Data items
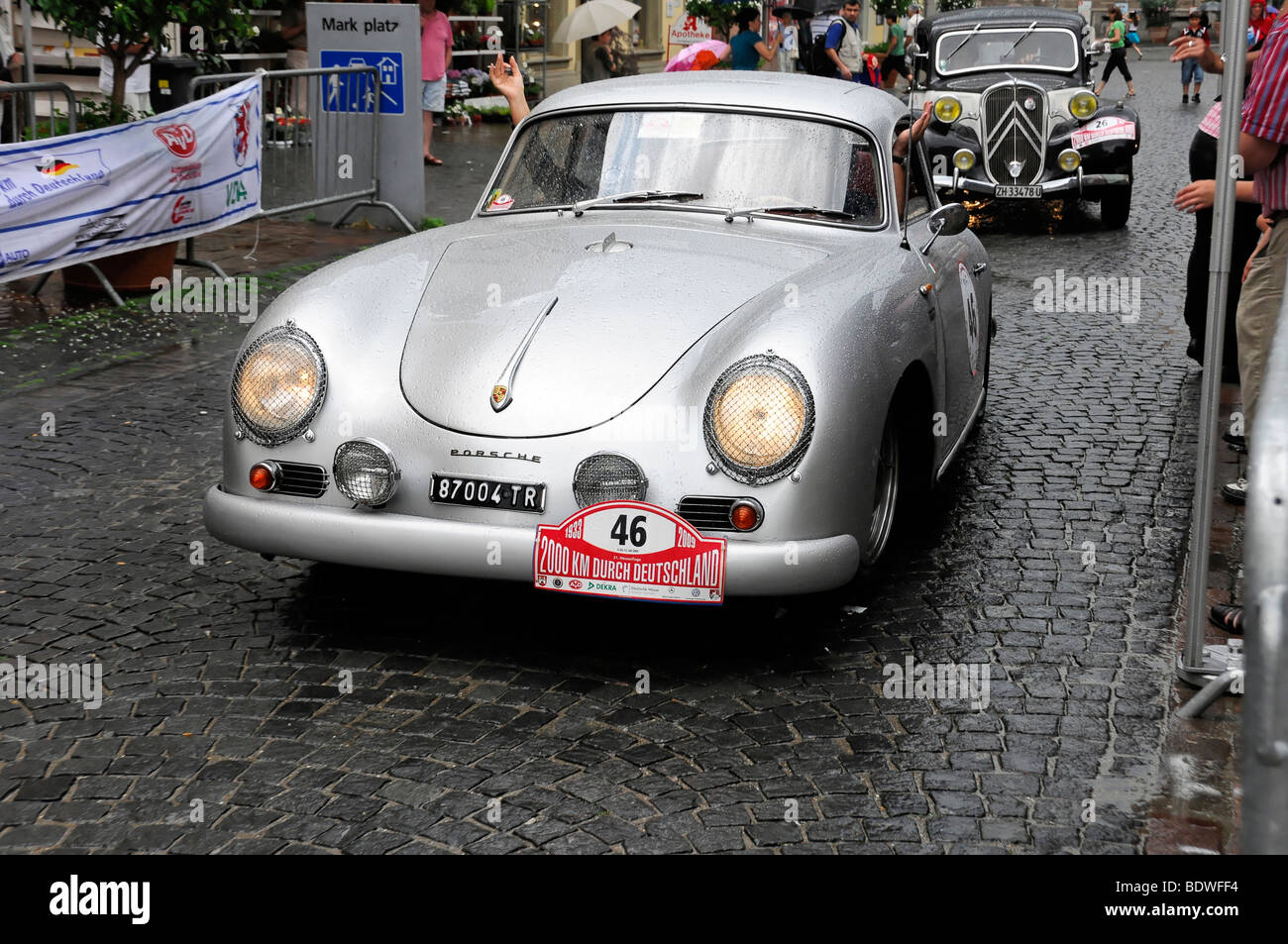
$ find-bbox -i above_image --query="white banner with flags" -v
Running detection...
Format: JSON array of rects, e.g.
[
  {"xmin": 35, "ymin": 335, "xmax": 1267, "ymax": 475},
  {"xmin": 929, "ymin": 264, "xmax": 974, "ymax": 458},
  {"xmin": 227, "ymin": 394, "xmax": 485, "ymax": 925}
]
[{"xmin": 0, "ymin": 78, "xmax": 263, "ymax": 282}]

▶ _GIVEN INSTRUCTION_: Rewrite the records above with "white banner" changed to "striped banner" and everything else unchanged. Leave out the pictures.

▶ _WORKED SOLUTION_:
$ find-bbox -i above_image --query="striped banner with flags" -v
Running detection...
Format: JSON array of rects, e.g.
[
  {"xmin": 35, "ymin": 335, "xmax": 1267, "ymax": 475},
  {"xmin": 929, "ymin": 264, "xmax": 974, "ymax": 458},
  {"xmin": 227, "ymin": 394, "xmax": 485, "ymax": 925}
]
[{"xmin": 0, "ymin": 78, "xmax": 263, "ymax": 282}]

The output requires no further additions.